> **GIVEN EXERCISE**
Reproduce all of the material below word for word, leaving out the pictures.

> **DATA SUPPLIED**
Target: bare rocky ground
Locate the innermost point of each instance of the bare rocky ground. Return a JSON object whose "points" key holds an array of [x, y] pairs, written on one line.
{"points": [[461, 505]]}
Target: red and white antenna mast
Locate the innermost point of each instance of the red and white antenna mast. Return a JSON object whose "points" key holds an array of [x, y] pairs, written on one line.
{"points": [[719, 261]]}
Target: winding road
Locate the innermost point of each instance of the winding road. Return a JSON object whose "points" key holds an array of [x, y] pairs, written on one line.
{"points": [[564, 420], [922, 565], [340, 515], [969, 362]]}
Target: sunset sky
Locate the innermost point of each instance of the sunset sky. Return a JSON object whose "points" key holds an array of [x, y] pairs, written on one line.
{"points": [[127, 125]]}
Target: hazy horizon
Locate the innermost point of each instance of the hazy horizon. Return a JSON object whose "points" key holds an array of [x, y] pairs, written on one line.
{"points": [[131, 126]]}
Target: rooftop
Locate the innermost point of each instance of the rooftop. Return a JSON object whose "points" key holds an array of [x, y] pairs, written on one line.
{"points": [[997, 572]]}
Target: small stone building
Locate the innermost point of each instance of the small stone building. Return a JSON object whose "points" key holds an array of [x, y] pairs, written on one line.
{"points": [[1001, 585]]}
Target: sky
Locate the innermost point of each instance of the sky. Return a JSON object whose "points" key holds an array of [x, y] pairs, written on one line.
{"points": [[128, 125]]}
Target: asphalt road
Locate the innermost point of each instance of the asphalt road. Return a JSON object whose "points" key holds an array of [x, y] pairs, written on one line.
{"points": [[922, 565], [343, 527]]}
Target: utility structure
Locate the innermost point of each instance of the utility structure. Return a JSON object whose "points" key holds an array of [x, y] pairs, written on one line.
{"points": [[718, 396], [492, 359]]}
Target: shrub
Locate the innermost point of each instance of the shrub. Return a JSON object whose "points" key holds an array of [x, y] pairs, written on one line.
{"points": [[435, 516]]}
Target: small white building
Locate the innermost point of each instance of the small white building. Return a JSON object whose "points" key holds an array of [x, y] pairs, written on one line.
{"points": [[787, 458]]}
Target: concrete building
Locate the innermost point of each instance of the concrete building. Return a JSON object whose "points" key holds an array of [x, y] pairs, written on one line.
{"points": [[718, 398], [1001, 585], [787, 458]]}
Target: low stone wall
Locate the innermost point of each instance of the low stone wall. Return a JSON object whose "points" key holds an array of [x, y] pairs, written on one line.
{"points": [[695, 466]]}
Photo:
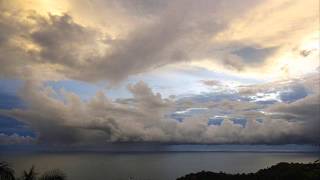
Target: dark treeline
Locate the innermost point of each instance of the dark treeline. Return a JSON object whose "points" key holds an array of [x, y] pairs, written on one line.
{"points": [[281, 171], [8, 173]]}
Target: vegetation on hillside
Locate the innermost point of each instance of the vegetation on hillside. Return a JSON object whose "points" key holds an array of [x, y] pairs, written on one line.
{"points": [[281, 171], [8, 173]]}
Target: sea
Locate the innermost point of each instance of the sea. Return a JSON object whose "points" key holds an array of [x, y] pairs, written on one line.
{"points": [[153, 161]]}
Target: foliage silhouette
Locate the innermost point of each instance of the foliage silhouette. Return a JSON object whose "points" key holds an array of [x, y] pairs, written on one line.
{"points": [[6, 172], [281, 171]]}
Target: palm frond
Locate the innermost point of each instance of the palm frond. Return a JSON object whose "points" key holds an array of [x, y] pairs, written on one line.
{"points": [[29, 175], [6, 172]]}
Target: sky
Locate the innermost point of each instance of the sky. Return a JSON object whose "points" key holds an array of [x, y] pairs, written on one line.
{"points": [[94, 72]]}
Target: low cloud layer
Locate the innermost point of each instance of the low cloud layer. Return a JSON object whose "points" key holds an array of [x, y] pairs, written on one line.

> **TASK SOLUTION**
Target: bare rocky ground
Locate the innermost point of each instance of the bare rocky ground. Return a JSON object whose "points" key holds an array of [x, y] pairs, written on one line.
{"points": [[461, 505]]}
Target: red and white antenna mast
Locate the innermost point of each instance of the red and white antenna mast. Return a JSON object whose "points" key holds an array of [x, y] pairs, written on one line.
{"points": [[719, 261]]}
Target: winding road
Locate the innermost point of each instance of the winding road. Return a JSON object whose "points" key holds an array of [x, y] pairs, written on one line.
{"points": [[564, 420], [922, 565], [340, 515], [969, 362]]}
Target: sunset sky
Locate the innermost point of each instance of the sunset sky. Return a JSON object whose "points" key holds an array of [x, y] pairs, written on one line.
{"points": [[127, 125]]}
Target: hazy horizon
Locate the innermost point of each instance of the hazy horizon. Return a JSON object whose "points" key holds an array of [x, y] pairs, written on one line.
{"points": [[131, 126]]}
Target: rooftop
Locate the innermost point of each instance of the rooftop. Return a JSON object whose "points" key holds an array of [x, y] pairs, written on one line.
{"points": [[997, 572]]}
Target: small stone building
Locate the innermost point of each instance of the small stone building. Return a JSON object whose "points" key holds an array of [x, y] pairs, written on one line.
{"points": [[1001, 585]]}
Target: sky
Locate the innermost point of each instance of the sky. Return a JSON object whose "points" key holds an array of [x, y] pairs, written on one line.
{"points": [[128, 125]]}
Target: asphalt road
Locate the innermost point of each instance of the asphalt road. Return a JSON object whose "points" key holds an array of [x, y] pairs, written on one line.
{"points": [[922, 565], [343, 527]]}
Target: utility structure
Locate the innermost point of each instance of the utility structure. Return a JSON object whose "points" key holds an array of [x, y] pairs, written on one line.
{"points": [[718, 396], [492, 359]]}
Target: shrub
Locate the innermost point of each instance of the shrub. Return a JSON object whose "points" key holds an array of [x, y] pairs, written on one line.
{"points": [[435, 516]]}
Target: small white building
Locate the innermost point of each instance of the small white building. Return a JSON object whose "points" key holds an array of [x, y] pairs, written on one line.
{"points": [[787, 458]]}
Target: concrete building
Locate the innermost point of each instance of the concrete building. Return a JSON object whose "points" key holds an array of [x, y] pairs, written on one line.
{"points": [[718, 398], [1001, 585], [787, 458]]}
Target: low stone wall
Locate the innermost point of each instance of the low stone wall. Return a JSON object whose "points" key holds an array of [x, y] pairs, written on one line.
{"points": [[695, 466]]}
Photo:
Target: dark treeline
Locate the innermost point of each instance of the dark treeline. Return a JSON object whose "points" key holds an array of [x, y] pairs, written on one line.
{"points": [[281, 171], [8, 173]]}
Target: vegetation on hillside
Locate the innermost point of each instance of the vegetation on hillside. Return a JSON object whose "points" key holds an array of [x, y] pairs, written on one line.
{"points": [[281, 171], [8, 173]]}
Target: sea
Locate the innermost point of each instance of the sea. Return a JSON object whose "points" key holds an array of [x, y] pairs, written on one line.
{"points": [[153, 161]]}
Target: foliage silhouette
Locate the innermost point of each instance of the foliage silhouette. Return a JSON object whose "points" key holds an array of [x, y] pairs, written on one line.
{"points": [[6, 172], [281, 171]]}
Target: palm frond
Locate the innermost point of each instance of the palm frond. Return a JSON object whose "points" key holds an array of [x, y] pairs, written on one line.
{"points": [[29, 175], [6, 172]]}
Target: sky
Locate the innermost point of each instance of the sky. Return a JSON object whose "points" key holds an array of [x, y] pairs, written on one line.
{"points": [[94, 72]]}
Target: low cloud layer
Locate the innermost point of each instance of the low cloud layer. Return a JSON object whose "points" key holds an array of [x, y] pairs, written on one line.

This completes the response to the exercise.